[What the exercise asks]: Reproduce the following entries verbatim, each one complete.

--- Task data Enclosed Below ---

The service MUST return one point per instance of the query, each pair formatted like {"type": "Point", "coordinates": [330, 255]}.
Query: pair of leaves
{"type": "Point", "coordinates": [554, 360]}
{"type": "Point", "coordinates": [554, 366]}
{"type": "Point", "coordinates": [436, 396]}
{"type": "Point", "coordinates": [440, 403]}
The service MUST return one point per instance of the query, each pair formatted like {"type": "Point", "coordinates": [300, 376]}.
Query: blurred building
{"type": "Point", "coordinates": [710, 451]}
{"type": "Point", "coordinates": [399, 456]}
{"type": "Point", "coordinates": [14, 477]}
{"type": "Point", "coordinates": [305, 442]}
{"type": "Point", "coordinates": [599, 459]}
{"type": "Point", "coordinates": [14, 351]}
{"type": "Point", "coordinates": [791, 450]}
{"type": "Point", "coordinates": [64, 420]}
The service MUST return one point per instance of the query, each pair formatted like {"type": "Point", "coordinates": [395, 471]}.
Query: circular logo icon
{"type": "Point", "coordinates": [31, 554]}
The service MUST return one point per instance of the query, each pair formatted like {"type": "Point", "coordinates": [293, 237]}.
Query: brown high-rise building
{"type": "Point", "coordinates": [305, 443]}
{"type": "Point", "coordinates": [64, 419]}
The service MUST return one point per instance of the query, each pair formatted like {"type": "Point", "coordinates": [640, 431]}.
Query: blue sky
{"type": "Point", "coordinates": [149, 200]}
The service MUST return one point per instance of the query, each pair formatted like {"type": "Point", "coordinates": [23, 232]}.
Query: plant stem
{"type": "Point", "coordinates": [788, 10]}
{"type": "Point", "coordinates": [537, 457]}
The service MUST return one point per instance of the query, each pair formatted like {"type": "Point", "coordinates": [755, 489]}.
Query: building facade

--- End of Enclosed Task data ---

[Written solution]:
The service MUST return one point per instance of the query, each pair formatted like {"type": "Point", "coordinates": [330, 255]}.
Query: pair of leaves
{"type": "Point", "coordinates": [554, 360]}
{"type": "Point", "coordinates": [554, 366]}
{"type": "Point", "coordinates": [436, 396]}
{"type": "Point", "coordinates": [440, 403]}
The service MUST return one point per instance of the query, each pair formatted like {"type": "Point", "coordinates": [300, 376]}.
Query: blurred building
{"type": "Point", "coordinates": [710, 451]}
{"type": "Point", "coordinates": [399, 456]}
{"type": "Point", "coordinates": [14, 477]}
{"type": "Point", "coordinates": [305, 442]}
{"type": "Point", "coordinates": [599, 459]}
{"type": "Point", "coordinates": [14, 351]}
{"type": "Point", "coordinates": [791, 450]}
{"type": "Point", "coordinates": [64, 420]}
The service MUST return one point per instance of the query, each pair formatted like {"type": "Point", "coordinates": [395, 471]}.
Query: circular logo icon
{"type": "Point", "coordinates": [31, 554]}
The service MUST return one point per instance of the query, each pair formatted like {"type": "Point", "coordinates": [293, 237]}.
Query: brown high-rise building
{"type": "Point", "coordinates": [305, 443]}
{"type": "Point", "coordinates": [64, 419]}
The service MUST return one point per instance of the query, each pair formatted like {"type": "Point", "coordinates": [640, 431]}.
Query: blue sky
{"type": "Point", "coordinates": [149, 200]}
The service MUST return one point per instance of the query, each pair formatted like {"type": "Point", "coordinates": [23, 232]}.
Query: plant stem
{"type": "Point", "coordinates": [788, 10]}
{"type": "Point", "coordinates": [537, 457]}
The service MUST return one point per instance of the query, each pair formatted like {"type": "Point", "coordinates": [755, 489]}.
Query: building facade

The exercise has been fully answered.